→ PASSAGE PROVIDED:
= Beginning of Section =

A number of South Dakota farmers spent their Thanksgiving weekend harvesting corn. It’s been that kind of year.
Getting the crop out of the field was a big challenge throughout much of the state, but the reward for many came in the form of high yields. South Dakota’s corn crop is forecast to be 822 million bushels once the results are finalized. That would be the second largest corn crop in history, according to the USDA’s National Agricultural Statistics Service.
The statewide average corn yield is forecast to be a record 166 bushels an acre.
“It was a battle. We had to fight to get every bushel out of the field,” said Scott Stahl, who farms near Emery. “But I feel blessed because we had a record corn crop and a top-5 soybean crop.”
Stahl farms with his dad, Charles, and uncle, Robert. Those two said this has been the most-challenging harvest, by far, in their 35 years of farming in western McCook County. The Stahls started harvesting Sept. 10 and finished Nov. 12–about 20 days longer than in a year when things go smoothly.

= End of Section =

→ WHAT THE TASK REQUIRES: Transcribe the part of the South Dakota corn harvest passage that begins at the words "Getting the crop" and stops after the words "Agricultural Statistics Service.". Rely only on the South Dakota corn harvest passage.

→ Stored dataset rows:
= Beginning of Section =

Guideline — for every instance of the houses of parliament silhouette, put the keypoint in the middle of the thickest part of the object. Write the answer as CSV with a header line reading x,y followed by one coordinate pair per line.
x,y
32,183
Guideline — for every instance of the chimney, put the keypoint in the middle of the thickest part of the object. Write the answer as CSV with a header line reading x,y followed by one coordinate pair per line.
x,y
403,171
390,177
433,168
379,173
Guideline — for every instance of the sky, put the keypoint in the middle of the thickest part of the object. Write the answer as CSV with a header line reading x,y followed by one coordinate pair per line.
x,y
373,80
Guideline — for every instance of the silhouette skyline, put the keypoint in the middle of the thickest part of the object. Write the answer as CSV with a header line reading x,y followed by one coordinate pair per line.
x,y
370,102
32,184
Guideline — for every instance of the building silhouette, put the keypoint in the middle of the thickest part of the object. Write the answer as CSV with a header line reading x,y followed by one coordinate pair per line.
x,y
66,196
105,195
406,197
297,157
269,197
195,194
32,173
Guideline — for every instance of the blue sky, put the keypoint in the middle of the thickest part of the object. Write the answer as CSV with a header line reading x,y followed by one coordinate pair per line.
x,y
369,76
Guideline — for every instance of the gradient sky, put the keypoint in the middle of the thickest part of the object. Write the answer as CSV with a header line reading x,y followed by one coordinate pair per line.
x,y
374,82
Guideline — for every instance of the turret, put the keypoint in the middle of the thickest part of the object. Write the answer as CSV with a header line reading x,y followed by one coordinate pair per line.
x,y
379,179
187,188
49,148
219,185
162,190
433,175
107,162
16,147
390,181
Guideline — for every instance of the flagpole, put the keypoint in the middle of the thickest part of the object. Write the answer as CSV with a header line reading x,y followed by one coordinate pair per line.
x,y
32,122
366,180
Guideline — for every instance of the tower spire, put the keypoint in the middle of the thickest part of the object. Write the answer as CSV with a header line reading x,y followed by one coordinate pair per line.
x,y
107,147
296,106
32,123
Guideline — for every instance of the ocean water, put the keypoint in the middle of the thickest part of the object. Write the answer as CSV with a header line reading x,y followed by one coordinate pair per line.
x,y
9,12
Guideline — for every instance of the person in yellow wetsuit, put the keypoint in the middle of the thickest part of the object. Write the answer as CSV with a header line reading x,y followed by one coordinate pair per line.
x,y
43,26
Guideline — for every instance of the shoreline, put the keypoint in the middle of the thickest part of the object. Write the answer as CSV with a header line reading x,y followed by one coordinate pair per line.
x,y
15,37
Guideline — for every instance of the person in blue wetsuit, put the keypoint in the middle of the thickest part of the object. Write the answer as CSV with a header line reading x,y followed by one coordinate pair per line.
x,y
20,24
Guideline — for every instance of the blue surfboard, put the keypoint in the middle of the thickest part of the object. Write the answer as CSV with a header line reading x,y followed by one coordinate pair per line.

= End of Section =

→ WRITTEN ANSWER:
Getting the crop out of the field was a big challenge throughout much of the state, but the reward for many came in the form of high yields. South Dakota’s corn crop is forecast to be 822 million bushels once the results are finalized. That would be the second largest corn crop in history, according to the USDA’s National Agricultural Statistics Service.